### EXCERPTED PASSAGE
┄┄┄┄┄┄

Based on publicly available app store data, Fitbit had a fine Christmas.

As Fortune and others noted, Fitbit’s applications saw a surge in downloads during the Christmas period, likely indicating strong sales of hardware that consumers then paired with software on their mobile devices.

Leaning on Fortune for now, here are the results:

“The company’s app, which buyers of new bands must download to set up and use their Fitbits, reached No. 2 among all free apps on Apple’s iPhone app store […] And it reached No. 8 overall among free apps in Google’s Play store.”

Fitbit shares rallied around eight points yesterday. Today its equity has given up nearly all of those gains, falling 5.62 percent at the time of writing.

As a company, Fitbit has had a troubled life. In fact, it has shed 76.23 percent of its value from just its 52-week high. Its decline from all-time highs is even steeper.

Multiples, Divisors

Here on Mattermark we’ve spent quite a lot of 2016 looking at revenue multiples, or how much money a company is worth for each dollar of revenue it brings in.

It’s different for every company, but there are common positive influencing factors, including revenue growth (rate), revenue quality (margins), and industry (niche, TAM, etc). There are also common negative factors, including slowing revenue growth, shifting cost profiles (rising COGS, etc), and secular abandonment (when the secular shift is away from you).

But in our discussions, revenue multiples have been named as such because most companies are worth more than they take in. That’s to say that a company with $100 million in yearly revenue are rarely worth just a flat $100 million. (If you want some nerdy numbers on the topic, read this from yesterday.)

However, despite SaaS revenue gyrating all over the map, Fitbit’s revenue multiplier isn’t, at least in the traditional sense. Instead, Fitbit is worth less than its trailing revenue.

Quickly (Data via Yahoo Finance):

  • Fitbit market cap: $1.68 billion.
  • Fitbit price/sales ratio, based on trailing-twelve-month revenue: 0.76.

From that, you would expect Fitbit to have posted around $2.22 billion in trailing-twelve-month revenue. So, let’s verify it (Data via Google Finance):

  • Q3’16: $503.80 million.

┄┄┄┄┄┄

### DATA ROWS
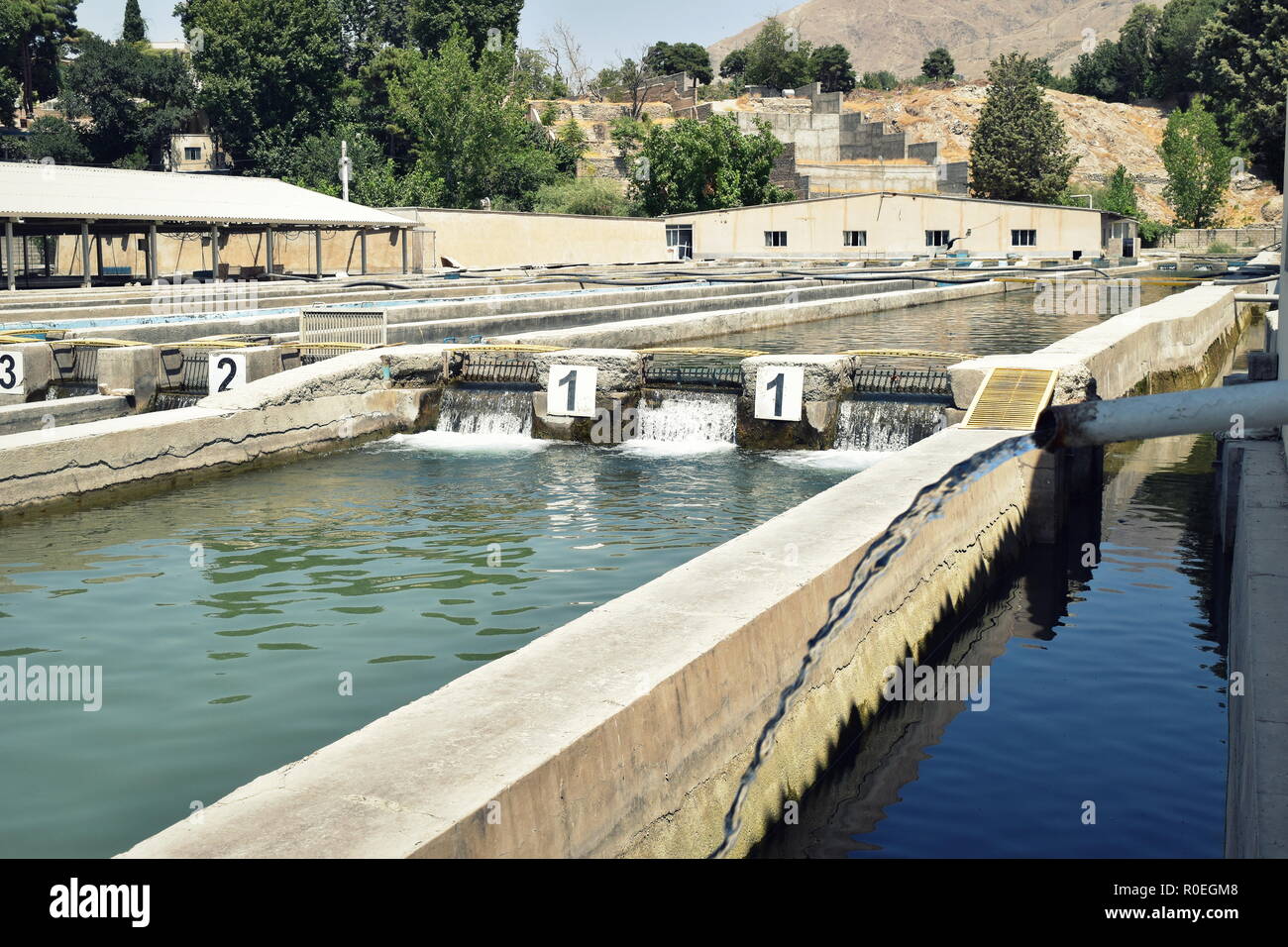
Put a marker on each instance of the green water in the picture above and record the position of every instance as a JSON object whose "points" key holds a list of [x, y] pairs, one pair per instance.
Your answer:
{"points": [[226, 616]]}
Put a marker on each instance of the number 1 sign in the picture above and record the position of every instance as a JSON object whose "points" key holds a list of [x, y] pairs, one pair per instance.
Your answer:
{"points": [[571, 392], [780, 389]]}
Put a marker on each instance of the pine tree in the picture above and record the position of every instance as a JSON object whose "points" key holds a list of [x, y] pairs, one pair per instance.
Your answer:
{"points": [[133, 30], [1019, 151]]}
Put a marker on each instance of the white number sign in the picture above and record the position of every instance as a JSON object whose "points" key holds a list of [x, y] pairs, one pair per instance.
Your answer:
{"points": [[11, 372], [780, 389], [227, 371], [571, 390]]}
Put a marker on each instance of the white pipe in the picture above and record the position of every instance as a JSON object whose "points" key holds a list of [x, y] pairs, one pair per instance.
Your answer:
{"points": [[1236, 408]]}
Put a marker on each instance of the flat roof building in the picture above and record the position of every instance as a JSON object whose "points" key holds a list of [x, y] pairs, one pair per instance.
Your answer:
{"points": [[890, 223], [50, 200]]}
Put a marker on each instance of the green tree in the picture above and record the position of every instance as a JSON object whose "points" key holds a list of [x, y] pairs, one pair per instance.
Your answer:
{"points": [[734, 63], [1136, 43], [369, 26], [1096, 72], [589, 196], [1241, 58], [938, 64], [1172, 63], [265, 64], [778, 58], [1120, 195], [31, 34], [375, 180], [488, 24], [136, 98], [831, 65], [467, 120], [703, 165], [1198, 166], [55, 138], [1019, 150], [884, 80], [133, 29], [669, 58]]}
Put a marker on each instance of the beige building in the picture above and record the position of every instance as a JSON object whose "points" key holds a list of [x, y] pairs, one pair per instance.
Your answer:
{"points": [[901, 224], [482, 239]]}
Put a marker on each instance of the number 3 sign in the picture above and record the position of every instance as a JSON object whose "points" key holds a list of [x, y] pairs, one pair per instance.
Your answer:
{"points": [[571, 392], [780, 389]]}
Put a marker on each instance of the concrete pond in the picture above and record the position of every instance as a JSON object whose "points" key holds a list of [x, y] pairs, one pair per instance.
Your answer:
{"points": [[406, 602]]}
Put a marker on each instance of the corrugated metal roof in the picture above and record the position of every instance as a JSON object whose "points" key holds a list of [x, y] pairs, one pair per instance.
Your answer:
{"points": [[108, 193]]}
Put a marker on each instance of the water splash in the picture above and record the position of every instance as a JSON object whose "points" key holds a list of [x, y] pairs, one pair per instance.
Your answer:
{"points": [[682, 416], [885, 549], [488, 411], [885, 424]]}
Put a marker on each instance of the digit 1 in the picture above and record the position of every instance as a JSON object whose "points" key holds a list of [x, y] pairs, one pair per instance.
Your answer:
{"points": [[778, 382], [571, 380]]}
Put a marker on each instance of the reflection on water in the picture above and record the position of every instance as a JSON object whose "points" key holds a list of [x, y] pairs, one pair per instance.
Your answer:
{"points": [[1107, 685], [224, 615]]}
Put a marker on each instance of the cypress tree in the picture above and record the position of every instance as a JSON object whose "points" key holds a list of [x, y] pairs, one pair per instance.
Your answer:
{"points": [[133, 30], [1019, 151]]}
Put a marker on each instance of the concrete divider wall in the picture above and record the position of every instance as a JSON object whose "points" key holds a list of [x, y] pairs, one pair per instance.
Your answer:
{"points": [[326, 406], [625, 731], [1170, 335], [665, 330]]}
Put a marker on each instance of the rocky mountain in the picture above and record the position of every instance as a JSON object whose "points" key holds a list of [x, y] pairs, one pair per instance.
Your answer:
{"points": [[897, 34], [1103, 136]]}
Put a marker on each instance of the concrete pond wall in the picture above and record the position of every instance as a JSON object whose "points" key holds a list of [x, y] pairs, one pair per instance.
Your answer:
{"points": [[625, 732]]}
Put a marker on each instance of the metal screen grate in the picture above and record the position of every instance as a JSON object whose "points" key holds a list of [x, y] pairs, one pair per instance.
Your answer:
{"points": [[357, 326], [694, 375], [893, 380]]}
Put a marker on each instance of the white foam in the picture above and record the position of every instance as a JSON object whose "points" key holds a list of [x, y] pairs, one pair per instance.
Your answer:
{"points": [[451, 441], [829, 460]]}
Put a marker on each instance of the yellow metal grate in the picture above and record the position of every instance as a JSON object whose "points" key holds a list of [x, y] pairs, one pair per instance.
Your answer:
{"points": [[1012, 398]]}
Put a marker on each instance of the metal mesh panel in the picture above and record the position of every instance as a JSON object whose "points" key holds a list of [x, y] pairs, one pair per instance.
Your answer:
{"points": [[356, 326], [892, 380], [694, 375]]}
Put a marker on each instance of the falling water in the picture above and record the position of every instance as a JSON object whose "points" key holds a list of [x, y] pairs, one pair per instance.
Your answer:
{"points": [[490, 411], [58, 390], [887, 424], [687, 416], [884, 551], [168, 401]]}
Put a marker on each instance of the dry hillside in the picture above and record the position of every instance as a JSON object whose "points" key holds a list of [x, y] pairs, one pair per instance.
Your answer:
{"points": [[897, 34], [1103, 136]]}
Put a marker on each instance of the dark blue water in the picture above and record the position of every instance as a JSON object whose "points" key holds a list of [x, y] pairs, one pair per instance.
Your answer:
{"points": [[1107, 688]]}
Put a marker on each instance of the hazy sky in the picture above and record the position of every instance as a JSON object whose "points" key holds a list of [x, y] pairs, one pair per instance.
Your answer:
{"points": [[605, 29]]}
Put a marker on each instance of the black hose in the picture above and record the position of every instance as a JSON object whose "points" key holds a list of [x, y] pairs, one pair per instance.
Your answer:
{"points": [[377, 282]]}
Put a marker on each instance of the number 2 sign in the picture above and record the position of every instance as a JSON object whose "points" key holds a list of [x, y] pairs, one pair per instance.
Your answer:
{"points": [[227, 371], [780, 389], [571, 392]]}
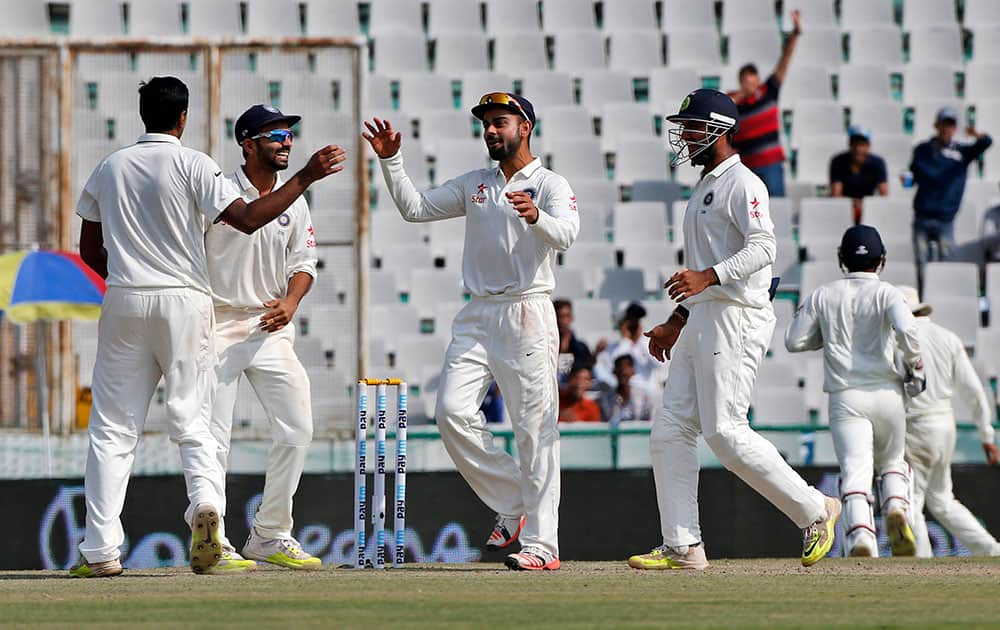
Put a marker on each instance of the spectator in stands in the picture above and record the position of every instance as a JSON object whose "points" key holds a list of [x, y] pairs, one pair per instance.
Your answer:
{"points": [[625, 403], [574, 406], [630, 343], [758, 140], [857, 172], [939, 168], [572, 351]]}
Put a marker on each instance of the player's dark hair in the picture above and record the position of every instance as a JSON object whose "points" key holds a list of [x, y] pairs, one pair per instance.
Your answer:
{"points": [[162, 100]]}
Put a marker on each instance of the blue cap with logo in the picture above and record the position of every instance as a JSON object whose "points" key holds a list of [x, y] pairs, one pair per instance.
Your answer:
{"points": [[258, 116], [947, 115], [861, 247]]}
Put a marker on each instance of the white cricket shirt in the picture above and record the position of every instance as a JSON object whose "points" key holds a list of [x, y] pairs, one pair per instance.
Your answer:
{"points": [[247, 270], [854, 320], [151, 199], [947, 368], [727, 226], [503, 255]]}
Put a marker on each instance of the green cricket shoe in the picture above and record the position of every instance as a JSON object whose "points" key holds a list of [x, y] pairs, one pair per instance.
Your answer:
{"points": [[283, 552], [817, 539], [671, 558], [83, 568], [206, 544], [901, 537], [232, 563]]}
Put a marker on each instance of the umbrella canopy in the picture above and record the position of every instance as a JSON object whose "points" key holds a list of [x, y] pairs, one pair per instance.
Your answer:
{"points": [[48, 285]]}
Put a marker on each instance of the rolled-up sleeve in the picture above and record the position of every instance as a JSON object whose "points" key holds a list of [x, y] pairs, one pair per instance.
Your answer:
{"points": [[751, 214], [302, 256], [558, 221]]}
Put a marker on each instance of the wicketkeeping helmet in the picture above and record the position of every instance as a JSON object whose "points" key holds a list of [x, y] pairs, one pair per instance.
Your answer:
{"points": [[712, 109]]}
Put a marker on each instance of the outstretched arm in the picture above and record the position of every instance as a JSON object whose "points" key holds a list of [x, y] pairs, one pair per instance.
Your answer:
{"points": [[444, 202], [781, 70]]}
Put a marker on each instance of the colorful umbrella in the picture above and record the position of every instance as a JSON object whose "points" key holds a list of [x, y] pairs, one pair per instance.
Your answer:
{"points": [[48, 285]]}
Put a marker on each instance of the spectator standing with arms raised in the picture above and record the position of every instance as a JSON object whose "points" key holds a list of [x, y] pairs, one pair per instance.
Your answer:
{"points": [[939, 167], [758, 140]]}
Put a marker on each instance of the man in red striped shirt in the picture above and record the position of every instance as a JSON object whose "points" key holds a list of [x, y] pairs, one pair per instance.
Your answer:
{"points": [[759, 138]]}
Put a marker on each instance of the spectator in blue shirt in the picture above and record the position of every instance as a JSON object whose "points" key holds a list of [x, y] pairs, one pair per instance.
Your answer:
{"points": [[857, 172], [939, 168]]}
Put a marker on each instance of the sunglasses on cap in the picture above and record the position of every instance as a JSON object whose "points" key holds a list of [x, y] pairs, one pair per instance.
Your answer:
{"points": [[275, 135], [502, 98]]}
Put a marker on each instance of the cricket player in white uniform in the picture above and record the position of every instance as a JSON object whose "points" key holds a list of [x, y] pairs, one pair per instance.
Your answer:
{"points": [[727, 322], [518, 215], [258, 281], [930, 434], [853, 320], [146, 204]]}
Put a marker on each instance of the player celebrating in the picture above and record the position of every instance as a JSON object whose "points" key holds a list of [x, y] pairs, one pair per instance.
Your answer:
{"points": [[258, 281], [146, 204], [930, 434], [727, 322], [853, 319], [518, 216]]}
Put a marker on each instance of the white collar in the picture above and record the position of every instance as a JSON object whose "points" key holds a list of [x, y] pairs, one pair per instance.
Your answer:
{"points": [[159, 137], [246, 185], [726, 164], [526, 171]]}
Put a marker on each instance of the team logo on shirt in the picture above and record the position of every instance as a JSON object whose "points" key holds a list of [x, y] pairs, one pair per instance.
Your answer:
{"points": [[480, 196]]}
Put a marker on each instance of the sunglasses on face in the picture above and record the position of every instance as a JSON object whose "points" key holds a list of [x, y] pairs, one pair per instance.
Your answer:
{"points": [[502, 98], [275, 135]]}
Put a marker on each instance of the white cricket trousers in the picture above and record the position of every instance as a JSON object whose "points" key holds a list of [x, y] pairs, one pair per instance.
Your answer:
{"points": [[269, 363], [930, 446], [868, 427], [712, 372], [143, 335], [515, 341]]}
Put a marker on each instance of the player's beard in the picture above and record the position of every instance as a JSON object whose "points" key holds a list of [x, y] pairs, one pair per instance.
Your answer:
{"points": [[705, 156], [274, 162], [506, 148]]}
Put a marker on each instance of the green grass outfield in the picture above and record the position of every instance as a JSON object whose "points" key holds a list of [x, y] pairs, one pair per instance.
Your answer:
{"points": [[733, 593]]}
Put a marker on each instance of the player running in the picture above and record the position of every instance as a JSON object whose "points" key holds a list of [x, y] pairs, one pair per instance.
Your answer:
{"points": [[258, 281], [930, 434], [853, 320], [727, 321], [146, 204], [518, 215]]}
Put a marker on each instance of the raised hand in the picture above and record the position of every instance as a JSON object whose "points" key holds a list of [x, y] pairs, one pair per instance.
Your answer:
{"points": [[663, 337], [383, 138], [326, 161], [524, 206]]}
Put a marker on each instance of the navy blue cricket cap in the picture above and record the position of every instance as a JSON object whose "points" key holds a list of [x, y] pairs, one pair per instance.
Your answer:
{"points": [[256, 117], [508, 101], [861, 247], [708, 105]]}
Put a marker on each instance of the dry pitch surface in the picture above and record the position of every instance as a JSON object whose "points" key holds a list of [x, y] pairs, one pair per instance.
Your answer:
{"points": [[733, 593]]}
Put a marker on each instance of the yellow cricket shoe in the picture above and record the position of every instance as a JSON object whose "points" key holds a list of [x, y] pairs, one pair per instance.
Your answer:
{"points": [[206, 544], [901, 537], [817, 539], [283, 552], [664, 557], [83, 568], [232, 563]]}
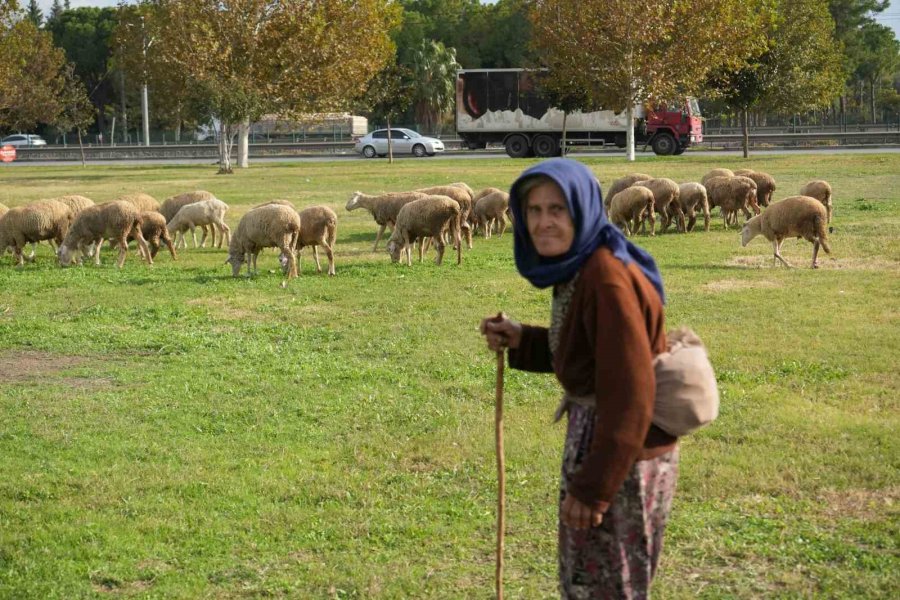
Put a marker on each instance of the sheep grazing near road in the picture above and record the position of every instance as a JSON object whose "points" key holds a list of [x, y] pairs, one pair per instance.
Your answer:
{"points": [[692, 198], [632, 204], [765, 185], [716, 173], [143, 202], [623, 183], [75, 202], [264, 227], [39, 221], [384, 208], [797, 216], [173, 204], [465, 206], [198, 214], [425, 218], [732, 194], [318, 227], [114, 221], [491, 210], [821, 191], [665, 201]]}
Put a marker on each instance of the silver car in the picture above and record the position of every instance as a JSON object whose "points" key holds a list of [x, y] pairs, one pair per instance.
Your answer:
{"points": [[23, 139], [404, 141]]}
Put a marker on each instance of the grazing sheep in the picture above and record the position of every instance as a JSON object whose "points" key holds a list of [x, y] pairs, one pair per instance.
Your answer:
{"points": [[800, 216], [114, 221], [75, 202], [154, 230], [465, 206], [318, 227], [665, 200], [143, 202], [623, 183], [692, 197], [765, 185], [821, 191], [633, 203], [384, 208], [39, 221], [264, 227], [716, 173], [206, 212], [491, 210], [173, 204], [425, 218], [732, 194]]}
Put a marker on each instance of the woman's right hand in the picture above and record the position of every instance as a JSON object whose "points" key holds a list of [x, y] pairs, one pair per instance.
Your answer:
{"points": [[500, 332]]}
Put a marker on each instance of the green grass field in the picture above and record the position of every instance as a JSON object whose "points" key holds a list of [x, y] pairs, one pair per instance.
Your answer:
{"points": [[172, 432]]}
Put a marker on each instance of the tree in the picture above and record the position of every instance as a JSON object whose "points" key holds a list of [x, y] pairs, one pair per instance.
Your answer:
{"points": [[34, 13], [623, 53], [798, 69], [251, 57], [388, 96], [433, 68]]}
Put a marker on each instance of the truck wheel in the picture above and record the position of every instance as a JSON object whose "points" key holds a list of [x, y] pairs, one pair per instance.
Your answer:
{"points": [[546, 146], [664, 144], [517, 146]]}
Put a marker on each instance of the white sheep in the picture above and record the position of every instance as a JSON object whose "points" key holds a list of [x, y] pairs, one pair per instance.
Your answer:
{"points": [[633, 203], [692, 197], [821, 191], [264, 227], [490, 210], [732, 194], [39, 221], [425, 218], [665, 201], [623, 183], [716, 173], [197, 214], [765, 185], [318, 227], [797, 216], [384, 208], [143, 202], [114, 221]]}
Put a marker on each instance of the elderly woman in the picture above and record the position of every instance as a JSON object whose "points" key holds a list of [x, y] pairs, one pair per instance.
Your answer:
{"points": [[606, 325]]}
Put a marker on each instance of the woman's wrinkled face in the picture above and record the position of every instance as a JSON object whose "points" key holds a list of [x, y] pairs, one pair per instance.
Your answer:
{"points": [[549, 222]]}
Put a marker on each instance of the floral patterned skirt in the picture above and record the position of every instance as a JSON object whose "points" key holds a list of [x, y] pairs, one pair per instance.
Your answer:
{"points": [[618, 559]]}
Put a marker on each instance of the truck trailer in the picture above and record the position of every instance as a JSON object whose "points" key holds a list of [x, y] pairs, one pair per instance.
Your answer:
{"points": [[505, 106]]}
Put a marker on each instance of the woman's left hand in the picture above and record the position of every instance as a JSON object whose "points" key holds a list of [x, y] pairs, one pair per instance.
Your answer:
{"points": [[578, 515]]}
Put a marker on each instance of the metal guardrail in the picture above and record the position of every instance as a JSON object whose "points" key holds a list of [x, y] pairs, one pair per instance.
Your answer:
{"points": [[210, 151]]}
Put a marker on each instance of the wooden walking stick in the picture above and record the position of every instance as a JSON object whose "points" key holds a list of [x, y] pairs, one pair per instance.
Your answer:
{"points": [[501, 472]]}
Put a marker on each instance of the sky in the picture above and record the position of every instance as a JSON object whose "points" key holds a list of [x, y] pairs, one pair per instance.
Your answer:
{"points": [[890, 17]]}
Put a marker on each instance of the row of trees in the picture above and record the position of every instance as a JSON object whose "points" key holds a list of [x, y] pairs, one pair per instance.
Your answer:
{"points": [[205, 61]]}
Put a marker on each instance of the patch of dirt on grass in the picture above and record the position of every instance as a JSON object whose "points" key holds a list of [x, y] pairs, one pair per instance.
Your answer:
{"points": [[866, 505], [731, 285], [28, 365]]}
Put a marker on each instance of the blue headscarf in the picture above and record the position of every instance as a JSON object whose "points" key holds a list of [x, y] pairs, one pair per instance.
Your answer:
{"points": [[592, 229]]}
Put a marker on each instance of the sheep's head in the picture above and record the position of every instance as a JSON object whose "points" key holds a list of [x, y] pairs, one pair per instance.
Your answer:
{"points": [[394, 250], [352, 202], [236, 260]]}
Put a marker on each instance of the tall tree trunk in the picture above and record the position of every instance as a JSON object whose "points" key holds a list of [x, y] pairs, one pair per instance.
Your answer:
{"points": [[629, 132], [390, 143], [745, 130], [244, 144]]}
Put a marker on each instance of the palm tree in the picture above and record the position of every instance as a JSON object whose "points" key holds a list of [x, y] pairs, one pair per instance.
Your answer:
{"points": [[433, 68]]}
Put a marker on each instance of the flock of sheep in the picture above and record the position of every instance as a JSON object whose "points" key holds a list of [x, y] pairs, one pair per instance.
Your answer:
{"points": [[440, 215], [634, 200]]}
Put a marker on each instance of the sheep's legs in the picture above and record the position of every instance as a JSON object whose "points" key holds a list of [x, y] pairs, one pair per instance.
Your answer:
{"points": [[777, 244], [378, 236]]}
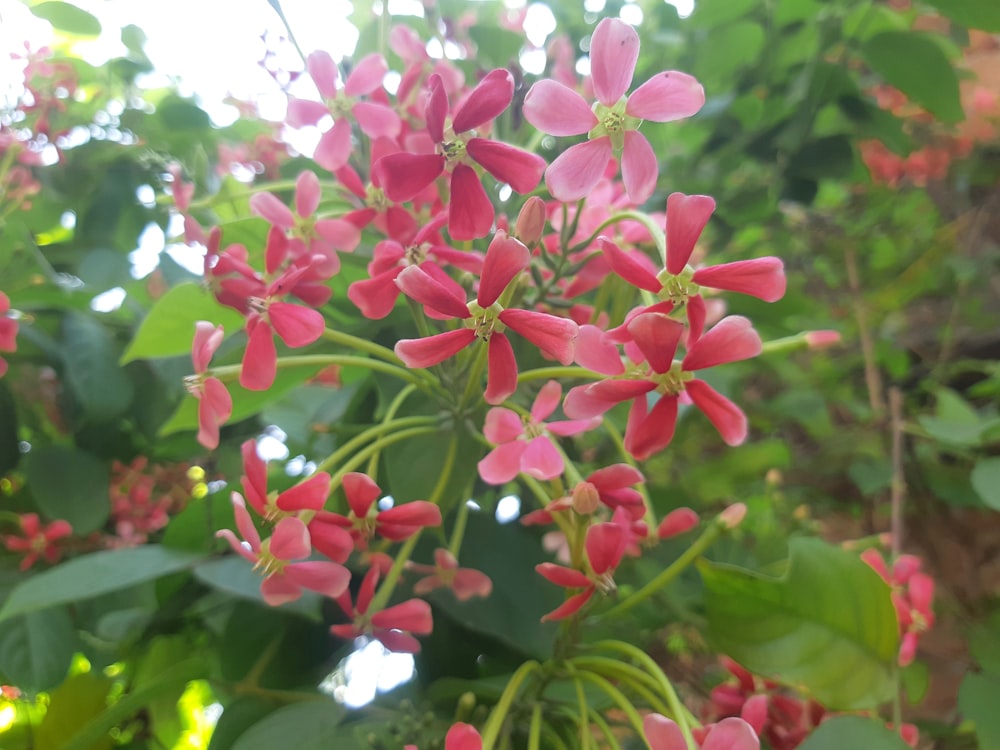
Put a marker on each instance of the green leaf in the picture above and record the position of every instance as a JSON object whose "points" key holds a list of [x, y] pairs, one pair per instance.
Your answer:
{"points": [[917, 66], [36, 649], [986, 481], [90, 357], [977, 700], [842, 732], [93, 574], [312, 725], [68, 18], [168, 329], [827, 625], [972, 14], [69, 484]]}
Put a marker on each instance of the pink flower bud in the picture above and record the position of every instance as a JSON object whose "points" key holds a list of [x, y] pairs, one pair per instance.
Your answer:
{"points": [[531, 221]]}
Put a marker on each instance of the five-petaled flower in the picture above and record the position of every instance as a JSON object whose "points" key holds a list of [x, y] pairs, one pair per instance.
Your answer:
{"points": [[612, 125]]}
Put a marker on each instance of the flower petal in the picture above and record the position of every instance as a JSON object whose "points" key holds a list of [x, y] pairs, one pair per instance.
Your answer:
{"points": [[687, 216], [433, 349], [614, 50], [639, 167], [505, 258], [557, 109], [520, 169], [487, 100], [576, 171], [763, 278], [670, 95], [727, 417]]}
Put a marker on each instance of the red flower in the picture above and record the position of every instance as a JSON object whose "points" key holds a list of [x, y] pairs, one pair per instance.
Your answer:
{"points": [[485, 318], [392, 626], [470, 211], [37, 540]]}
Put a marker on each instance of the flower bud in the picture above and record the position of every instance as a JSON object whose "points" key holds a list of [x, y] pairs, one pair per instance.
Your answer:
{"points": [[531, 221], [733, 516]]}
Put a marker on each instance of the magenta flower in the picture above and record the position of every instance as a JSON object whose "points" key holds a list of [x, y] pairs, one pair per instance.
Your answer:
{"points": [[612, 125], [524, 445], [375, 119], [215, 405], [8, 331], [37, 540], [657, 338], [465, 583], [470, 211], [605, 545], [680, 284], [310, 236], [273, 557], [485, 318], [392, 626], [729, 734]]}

┄┄┄┄┄┄

### EXERCISE TASK 1
Rename "mobile devices" as "smartphones" in the Fitbit article, reproducing the passage starting at "As Fortune and" and ending at "their mobile devices.".
### EXERCISE TASK 2
According to the Fitbit article, what percentage of its value has Fitbit shed from its 52-week high?
### EXERCISE TASK 3
Pick up the Fitbit article after its final line and continue writing it.
The items are separate material, unrelated to the Fitbit article.

### OUTPUT 1
As Fortune and others noted, Fitbit’s applications saw a surge in downloads during the Christmas period, likely indicating strong sales of hardware that consumers then paired with software on their smartphones.

### OUTPUT 2
76.23 percent

### OUTPUT 3
  • Q2’16: $586.53 million.
  • Q1’16: $505.36 million.
  • Q4’15: $711.57 million.

That works out to $2.306 billion, which is close, but also far enough to be slightly unnerving. (If you use Google Finance’s market cap figure, $1.77 billion, the math is far closer as $1.77 billion divided by 0.76 is $2.32 billion.) Regardless, Fitbit is worth about three quarters on the dollar for every 100 cents of revenue it generates.

At that multiple, Snapchat would be worth less than half a unicorn.

Profits, Etc

Staggering in the Fitbit argument is the fact that the company has generated consistent GAAP profit, including $26.12 million in the most recent quarter, and $6.34 million, $11.04 million, and $64.17 million going back four quarters (Google Finance).

That last result was the fourth quarter of 2015, inclusive of the holiday sales cycle. Fitbit should enjoy another relatively-high profit quarter in 2016 as well. Fitbit also grew by 39.19 percent in the first nine months of 2016, compared to the first nine months of 2015.

To sum, Fitbit is profitable and has posted strong growth this year. But all that doesn’t matter when you add in a projected lackluster fourth quarter. Hardware is hard.

The obvious note here for our shores is that private hardware companies looking to go public might not be able to leverage those incomes to bolster their valuation. To drive the nail more directly: Spectacles won’t help Snap that much at IPO.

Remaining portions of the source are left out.